Problem: Copy the entries below word for word, starting at the line that contains "Thank you for the photo. Could you tag the jacket shoulder" and running through the last line of the entries, with both ends included.

>> begin Stored rows

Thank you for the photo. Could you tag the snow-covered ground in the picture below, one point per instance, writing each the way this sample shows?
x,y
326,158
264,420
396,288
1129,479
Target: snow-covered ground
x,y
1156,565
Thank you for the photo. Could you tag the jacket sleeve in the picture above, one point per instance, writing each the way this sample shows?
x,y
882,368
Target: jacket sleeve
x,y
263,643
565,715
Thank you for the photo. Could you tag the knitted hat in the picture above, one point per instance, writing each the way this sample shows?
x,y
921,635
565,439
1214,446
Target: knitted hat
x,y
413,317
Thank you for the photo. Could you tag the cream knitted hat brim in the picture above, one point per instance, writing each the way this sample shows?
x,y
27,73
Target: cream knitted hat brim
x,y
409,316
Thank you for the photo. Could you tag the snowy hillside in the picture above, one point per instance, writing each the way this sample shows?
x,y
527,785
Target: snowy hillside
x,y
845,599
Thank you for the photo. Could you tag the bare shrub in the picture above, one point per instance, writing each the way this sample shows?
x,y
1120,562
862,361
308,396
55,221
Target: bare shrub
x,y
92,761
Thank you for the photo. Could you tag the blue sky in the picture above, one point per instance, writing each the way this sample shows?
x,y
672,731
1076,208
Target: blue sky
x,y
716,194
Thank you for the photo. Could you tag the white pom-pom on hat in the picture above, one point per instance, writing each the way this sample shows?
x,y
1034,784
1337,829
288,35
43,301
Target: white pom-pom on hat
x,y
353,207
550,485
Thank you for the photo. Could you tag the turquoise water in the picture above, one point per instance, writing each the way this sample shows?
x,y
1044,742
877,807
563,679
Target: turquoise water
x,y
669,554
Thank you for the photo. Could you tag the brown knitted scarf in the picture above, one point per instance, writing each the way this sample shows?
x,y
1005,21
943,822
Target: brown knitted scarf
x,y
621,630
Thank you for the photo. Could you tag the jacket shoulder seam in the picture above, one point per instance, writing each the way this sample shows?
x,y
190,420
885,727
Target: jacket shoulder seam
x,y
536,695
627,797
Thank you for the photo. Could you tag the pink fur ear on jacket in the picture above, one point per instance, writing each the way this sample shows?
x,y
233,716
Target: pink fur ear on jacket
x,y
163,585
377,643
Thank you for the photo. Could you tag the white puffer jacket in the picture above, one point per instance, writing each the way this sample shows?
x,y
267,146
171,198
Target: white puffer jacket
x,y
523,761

>> end Stored rows

Output below:
Thank you for the photo. Could you tag the jacket shoulder seam in the picture above, one point per instance, writing each the way this sample shows?
x,y
190,420
885,727
Target: jacket shoulder seam
x,y
536,695
627,797
Thank you for the photo. Could you tag the pink fur ear on jacket in the picture above, one point per instance, writing each the way this sample shows?
x,y
233,716
Target: pink fur ear on jacket
x,y
163,585
377,643
Thank you for the photo. Could you tag the white puffer jacket in the picture above, one point per instance, writing each the way this sample shows?
x,y
267,146
171,198
Target: white puffer jacket
x,y
523,761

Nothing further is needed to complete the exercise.